• **YOUR INSTRUCTIONS**: With the line containing "point(635, 460)" as the start and the line containing "point(46, 50)" as the end, transcribe that span of the entries below exactly, including both.

• **Region pointing data**:
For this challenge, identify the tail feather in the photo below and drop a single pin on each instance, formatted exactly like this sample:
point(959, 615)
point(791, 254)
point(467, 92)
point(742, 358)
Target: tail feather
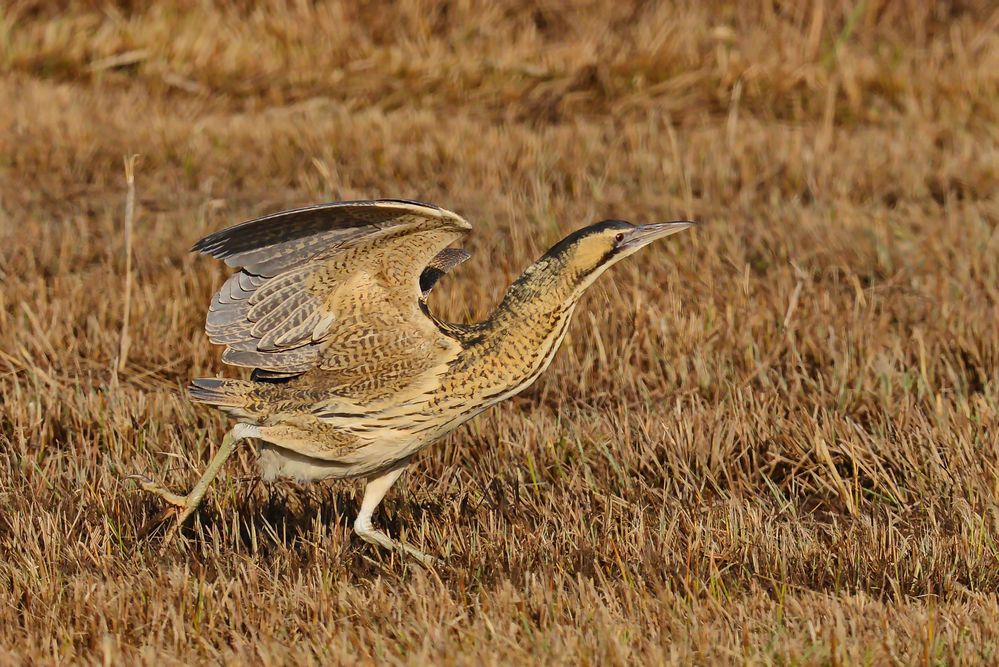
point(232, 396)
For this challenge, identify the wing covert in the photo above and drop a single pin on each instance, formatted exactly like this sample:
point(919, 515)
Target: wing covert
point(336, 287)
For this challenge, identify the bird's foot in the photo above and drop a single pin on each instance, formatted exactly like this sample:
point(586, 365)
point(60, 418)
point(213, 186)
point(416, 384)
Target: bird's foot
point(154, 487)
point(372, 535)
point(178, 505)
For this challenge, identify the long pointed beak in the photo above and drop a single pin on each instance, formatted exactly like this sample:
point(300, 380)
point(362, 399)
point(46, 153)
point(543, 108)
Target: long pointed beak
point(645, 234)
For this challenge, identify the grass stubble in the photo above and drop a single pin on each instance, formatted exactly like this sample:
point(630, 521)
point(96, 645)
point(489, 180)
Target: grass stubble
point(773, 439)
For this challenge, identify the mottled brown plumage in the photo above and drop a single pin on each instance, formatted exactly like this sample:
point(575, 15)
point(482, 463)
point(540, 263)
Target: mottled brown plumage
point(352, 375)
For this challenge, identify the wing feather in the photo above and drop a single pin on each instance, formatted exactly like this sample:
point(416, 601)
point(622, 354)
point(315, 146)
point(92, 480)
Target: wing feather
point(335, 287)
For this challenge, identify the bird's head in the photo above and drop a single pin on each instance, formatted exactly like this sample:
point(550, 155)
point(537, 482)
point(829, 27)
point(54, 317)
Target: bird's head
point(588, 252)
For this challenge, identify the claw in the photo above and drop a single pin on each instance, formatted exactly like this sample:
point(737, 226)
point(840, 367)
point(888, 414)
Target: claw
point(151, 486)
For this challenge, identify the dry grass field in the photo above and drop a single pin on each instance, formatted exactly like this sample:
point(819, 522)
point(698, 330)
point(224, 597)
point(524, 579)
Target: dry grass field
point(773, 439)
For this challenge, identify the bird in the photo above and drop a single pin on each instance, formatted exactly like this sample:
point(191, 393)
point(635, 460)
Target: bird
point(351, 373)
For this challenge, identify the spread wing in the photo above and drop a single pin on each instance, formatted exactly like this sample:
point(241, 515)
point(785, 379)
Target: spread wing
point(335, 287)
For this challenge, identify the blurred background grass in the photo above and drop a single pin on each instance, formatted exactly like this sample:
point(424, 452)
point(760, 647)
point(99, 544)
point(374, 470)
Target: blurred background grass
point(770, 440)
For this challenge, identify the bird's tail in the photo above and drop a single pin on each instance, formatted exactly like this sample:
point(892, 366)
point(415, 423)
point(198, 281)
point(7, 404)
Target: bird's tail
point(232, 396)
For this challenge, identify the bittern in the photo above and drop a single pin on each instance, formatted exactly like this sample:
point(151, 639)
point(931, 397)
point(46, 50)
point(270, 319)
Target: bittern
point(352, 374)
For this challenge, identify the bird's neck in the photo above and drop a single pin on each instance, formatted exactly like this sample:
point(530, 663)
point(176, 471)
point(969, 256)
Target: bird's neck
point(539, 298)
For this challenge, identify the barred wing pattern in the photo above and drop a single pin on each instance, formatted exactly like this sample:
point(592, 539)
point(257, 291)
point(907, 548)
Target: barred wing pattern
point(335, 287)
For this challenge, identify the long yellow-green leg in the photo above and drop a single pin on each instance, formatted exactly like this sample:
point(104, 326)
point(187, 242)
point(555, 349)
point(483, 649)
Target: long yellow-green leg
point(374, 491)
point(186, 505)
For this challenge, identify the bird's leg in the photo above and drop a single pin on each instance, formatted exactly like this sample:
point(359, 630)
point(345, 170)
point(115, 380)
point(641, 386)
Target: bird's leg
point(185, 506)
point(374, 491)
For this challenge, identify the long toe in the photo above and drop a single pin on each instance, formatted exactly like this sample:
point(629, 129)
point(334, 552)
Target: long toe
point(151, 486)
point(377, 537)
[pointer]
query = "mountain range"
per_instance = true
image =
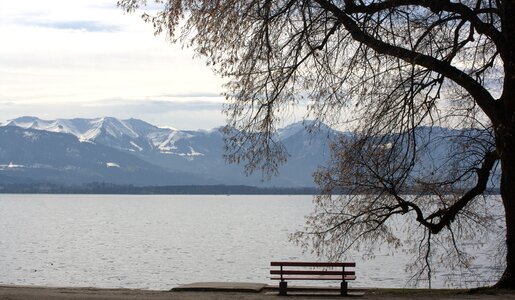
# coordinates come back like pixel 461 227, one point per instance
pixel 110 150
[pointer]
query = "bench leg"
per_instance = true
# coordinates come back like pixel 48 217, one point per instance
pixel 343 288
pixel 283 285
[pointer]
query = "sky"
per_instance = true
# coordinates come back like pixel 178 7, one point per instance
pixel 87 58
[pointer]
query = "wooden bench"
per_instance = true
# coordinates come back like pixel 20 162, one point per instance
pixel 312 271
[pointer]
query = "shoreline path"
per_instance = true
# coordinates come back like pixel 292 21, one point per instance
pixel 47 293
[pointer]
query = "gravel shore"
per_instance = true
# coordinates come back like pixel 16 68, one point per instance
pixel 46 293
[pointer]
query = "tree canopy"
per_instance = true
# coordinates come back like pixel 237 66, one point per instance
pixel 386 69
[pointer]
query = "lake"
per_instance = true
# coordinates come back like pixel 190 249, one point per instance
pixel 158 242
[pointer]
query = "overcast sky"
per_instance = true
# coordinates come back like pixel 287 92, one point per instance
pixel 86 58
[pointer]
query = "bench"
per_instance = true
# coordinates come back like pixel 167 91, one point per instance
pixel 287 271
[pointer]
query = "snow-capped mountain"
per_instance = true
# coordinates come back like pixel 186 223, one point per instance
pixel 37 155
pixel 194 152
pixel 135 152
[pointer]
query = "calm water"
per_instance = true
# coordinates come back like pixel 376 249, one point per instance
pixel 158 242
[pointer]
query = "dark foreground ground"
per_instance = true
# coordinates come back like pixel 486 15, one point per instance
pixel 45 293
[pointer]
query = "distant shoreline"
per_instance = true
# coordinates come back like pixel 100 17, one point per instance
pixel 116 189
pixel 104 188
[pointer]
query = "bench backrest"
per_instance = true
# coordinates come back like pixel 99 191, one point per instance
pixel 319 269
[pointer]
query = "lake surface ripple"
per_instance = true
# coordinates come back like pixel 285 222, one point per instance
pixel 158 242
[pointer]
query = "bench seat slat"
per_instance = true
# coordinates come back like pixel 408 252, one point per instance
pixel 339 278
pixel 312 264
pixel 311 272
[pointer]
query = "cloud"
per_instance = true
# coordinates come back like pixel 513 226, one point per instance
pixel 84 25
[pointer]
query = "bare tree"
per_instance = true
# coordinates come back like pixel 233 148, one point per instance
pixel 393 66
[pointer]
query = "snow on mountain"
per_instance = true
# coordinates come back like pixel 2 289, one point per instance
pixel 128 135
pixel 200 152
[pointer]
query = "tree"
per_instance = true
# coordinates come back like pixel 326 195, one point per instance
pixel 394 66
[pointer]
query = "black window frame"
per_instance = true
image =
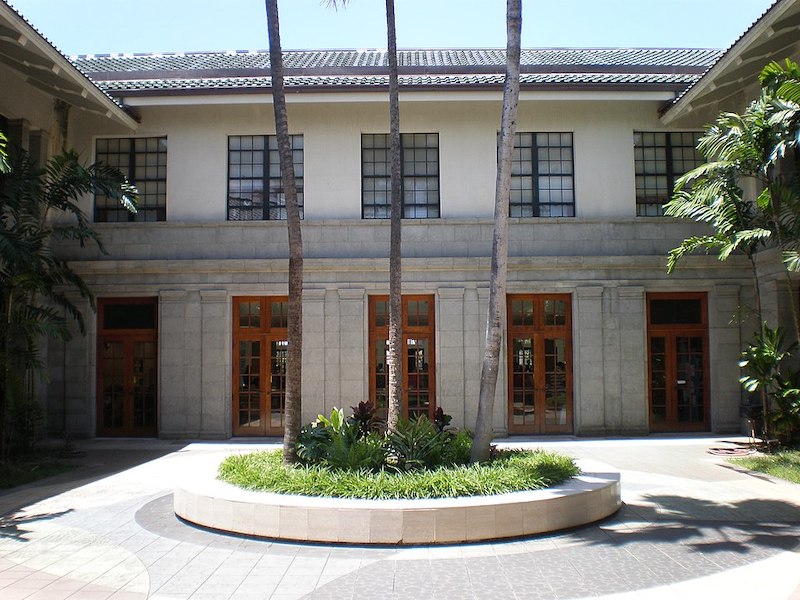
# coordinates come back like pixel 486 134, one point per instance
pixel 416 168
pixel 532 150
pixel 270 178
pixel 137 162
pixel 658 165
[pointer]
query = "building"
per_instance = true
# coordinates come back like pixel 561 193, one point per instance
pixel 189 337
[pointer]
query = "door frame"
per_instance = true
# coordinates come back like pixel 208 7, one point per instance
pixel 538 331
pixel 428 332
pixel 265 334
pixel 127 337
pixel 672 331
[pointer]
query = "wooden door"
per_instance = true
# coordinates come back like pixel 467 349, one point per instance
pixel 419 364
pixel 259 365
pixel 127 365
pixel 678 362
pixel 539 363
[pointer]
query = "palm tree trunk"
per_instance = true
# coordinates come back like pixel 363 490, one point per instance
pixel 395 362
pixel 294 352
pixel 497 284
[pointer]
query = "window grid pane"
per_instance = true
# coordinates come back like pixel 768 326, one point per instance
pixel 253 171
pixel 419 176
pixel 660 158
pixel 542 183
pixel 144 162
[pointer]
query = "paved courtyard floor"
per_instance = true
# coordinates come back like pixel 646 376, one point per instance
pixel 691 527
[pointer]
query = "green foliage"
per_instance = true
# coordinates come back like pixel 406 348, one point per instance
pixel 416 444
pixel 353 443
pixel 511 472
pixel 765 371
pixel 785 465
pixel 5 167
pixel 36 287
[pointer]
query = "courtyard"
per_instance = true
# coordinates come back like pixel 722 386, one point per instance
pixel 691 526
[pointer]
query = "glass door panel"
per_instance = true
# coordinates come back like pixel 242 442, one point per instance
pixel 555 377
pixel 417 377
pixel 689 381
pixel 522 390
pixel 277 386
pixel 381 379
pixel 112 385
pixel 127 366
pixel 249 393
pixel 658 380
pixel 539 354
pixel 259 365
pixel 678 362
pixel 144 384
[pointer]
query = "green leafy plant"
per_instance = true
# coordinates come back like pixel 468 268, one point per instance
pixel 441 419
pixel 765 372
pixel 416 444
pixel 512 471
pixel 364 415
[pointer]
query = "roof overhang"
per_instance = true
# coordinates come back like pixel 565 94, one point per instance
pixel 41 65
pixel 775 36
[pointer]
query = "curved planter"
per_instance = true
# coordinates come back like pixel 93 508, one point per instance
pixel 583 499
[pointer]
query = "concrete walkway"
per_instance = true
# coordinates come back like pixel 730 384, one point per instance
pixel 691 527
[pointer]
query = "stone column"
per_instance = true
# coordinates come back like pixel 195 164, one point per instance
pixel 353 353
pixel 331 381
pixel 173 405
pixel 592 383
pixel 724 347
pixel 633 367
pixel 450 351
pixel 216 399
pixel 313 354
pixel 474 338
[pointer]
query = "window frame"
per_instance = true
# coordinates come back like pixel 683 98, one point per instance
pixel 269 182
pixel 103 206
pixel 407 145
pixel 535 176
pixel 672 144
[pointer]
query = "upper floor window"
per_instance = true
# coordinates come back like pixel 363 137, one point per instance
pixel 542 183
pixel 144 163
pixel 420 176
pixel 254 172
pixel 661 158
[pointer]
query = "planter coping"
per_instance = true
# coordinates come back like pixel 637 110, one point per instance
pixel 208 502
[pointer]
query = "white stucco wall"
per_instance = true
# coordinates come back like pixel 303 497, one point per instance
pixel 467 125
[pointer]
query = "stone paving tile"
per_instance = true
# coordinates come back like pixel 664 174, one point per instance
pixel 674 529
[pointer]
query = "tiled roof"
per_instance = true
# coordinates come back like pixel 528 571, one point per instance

• **REPLY TO THE EXERCISE**:
point(635, 460)
Target: bird
point(351, 373)
For this challenge, identify the spread wing in the photo above and drop a single pin on each instance, formatted exactly like this sample:
point(241, 515)
point(785, 379)
Target: spread wing
point(335, 287)
For this challenge, identify the blurred background grass in the photo above and drop a single pin on each instance, formatted exactly like this sample:
point(424, 452)
point(760, 647)
point(99, 544)
point(374, 470)
Target: blurred background grass
point(770, 440)
For this challenge, identify the bird's tail in the photo above and drop a single pin on each instance, formatted exactly like this sample:
point(892, 366)
point(415, 423)
point(198, 281)
point(7, 404)
Target: bird's tail
point(232, 396)
For this challenge, identify the bittern in the photo above and drop a single pin on each instance, formatted exactly like this sample:
point(151, 639)
point(931, 397)
point(46, 50)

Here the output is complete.